What you will do →
1 – List every item the GenomeStudio excerpt says appears in the 'sample table'.
2 – Please copy the GenomeStudio excerpt starting at "Step 2: quality" and ending at "from further analysis.", putting "removed" in place of "excluded".

Excerpt provided →
....
After saving the needed files, the GenomeStudio project can be created by starting GenomeStudio 2.0, using the new project button and electing Genotyping (standard setting for diploid organisms; Polyploid Genotyping is designed for organisms with more than two copies of each chromosome, like some plant or fish species). The Genotyping Project Wizard window opens and project repository and project name can be assigned. By clicking next, use sample sheet to load sample intensities can be selected, and in the next step, the directory of the samplesheet, the raw data files (including the .idat files), and the manifest file repository can be selected. The next step includes the import of the cluster positions from a cluster file giving the directory of the saved .egt file. After pressing finish, the data are getting normalized automatically, and the GenomeStudio project will be created.
Step 1 (c): sample size
To improve reliability, the sample size per GenomeStudio project should be at least five samples. However, this can be adjusted over time as more samples are analyzed. After collecting different GenomeStudio projects, it is recommended, but not mandatory, to eventually combine all samples into one large GenomeStudio project. This approach can help to detect recurrent or significant chromosomal aberrations, increasing confidence in CNV calls and reducing the likelihood that a detected aberration is a random artifact (Winchester and Ragoussis, 2012; Zhang et al., 2014). When creating a large GenomeStudio project, all data in the raw data folders from all samples should be integrated into a single folder, and a single sample sheet needs to be created. Then, a new GenomeStudio project should be generated, as explained in step 1 (b).
Step 2: quality control and sample exclusion
Call rate: after opening the GenomeStudio project, the call rate is included into the ‘sample table’ in addition to the project name, sample ID, and the sample name. If the call rate is too low (below 95), the sample should be excluded from further analysis.
....
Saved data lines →
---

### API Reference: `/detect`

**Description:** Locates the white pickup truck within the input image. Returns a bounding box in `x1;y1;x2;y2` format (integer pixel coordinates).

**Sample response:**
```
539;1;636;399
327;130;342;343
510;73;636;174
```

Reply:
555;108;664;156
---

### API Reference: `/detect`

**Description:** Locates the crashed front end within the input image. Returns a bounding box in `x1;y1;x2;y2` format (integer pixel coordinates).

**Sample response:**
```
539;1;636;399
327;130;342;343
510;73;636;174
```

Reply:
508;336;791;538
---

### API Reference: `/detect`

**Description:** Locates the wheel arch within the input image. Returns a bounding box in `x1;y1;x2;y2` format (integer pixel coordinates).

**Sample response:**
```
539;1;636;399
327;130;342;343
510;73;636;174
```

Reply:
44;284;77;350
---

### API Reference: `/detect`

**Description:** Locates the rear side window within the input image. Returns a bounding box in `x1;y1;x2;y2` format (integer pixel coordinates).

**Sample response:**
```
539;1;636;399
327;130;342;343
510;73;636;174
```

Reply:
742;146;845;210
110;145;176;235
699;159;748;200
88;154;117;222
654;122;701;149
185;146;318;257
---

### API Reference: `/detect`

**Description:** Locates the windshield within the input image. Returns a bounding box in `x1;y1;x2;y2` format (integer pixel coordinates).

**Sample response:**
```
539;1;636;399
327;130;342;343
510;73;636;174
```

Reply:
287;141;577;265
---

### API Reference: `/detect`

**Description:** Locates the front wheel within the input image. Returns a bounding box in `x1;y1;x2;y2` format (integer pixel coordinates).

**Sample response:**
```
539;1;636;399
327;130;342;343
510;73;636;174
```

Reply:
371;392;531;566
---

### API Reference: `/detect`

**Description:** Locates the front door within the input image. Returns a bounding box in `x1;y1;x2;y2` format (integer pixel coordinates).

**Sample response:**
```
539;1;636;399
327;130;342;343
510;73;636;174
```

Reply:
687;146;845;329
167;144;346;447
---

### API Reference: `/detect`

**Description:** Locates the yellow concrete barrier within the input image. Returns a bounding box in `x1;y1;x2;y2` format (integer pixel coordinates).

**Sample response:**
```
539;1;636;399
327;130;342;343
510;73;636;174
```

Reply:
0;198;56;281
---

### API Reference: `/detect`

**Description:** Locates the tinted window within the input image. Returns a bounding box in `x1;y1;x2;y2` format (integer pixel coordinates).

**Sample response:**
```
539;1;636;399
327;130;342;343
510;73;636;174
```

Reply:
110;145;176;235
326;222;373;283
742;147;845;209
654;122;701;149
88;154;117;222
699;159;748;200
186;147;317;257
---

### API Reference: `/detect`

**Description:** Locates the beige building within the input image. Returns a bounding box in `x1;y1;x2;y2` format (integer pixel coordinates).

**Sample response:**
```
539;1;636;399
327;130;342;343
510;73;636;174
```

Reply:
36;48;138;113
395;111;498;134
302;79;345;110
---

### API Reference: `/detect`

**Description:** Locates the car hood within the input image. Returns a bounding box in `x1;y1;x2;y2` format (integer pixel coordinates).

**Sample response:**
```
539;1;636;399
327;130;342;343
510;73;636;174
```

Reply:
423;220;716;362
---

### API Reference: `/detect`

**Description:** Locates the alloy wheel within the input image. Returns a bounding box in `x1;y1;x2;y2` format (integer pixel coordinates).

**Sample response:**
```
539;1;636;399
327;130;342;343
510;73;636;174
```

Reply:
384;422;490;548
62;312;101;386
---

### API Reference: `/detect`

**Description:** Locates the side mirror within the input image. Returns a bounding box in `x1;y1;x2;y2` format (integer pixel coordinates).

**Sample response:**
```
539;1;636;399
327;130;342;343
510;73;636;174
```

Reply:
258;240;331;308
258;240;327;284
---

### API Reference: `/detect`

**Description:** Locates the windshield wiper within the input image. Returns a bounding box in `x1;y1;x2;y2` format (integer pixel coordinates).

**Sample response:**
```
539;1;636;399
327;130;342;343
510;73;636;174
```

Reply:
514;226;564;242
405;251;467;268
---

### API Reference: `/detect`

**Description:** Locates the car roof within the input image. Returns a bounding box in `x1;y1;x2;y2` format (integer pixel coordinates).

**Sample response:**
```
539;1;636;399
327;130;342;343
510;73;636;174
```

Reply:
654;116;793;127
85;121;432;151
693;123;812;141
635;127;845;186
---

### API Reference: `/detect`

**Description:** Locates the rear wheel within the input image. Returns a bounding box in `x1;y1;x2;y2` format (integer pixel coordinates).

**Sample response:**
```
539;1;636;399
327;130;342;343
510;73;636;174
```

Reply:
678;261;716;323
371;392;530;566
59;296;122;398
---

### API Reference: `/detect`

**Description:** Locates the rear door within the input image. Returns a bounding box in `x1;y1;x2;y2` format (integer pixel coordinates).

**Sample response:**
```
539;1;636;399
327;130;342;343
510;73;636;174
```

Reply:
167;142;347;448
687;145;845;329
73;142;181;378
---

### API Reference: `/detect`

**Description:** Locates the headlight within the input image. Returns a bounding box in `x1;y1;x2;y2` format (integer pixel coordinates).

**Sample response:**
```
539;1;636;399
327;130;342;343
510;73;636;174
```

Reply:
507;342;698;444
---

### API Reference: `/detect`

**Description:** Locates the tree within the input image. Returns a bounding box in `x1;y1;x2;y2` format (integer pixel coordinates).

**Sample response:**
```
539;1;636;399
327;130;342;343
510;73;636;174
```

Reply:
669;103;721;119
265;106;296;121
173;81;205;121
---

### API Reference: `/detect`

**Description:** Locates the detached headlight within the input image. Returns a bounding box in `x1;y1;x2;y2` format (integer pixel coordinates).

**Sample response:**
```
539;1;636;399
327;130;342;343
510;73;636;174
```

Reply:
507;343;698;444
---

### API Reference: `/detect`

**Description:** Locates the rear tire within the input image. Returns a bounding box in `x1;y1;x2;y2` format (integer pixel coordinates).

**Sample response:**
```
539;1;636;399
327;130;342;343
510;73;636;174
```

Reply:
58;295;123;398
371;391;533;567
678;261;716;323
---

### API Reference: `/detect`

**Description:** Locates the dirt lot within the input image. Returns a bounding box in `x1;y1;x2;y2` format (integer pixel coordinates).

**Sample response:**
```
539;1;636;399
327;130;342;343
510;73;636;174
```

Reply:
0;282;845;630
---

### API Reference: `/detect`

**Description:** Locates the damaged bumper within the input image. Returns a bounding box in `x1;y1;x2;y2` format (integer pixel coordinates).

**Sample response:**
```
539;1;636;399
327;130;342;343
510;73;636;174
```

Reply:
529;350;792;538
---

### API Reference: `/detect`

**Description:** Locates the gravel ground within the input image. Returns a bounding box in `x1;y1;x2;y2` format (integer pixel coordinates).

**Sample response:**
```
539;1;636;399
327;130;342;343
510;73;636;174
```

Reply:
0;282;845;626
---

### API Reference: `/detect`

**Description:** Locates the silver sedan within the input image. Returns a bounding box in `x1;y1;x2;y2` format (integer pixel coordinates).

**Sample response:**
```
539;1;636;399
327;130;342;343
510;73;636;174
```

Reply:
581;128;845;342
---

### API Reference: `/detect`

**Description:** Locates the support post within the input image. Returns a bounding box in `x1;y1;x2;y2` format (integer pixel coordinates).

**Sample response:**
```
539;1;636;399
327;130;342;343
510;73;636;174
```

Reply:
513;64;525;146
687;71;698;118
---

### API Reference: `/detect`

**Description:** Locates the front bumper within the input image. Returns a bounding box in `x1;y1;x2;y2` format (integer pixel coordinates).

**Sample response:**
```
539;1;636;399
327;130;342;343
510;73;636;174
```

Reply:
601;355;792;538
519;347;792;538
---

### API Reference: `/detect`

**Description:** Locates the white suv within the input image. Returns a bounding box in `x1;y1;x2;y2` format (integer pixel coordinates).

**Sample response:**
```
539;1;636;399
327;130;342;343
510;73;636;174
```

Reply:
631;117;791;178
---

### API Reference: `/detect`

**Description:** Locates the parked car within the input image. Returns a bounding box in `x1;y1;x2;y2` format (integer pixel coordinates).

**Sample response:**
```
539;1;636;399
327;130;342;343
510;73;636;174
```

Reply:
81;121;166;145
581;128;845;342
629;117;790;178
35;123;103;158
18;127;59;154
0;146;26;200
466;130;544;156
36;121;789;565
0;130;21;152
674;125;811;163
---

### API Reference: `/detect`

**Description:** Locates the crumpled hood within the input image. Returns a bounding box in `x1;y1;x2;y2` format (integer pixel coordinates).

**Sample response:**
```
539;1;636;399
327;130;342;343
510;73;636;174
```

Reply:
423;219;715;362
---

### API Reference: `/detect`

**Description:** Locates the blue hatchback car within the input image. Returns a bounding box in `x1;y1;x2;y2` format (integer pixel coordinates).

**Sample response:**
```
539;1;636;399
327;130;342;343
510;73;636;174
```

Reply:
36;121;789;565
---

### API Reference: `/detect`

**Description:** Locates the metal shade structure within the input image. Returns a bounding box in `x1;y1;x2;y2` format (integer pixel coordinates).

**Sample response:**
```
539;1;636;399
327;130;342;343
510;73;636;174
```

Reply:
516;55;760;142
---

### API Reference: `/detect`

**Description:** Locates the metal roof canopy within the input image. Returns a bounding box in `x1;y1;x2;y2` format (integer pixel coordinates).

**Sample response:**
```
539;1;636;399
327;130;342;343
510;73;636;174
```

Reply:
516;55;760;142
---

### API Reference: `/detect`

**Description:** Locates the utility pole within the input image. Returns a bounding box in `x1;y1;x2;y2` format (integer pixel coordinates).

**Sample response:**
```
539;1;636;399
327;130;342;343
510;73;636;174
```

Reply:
....
Answers for this exercise →
1 – call rate, project name, sample ID, sample name

2 –
Step 2: quality control and sample exclusion
Call rate: after opening the GenomeStudio project, the call rate is included into the ‘sample table’ in addition to the project name, sample ID, and the sample name. If the call rate is too low (below 95), the sample should be removed from further analysis.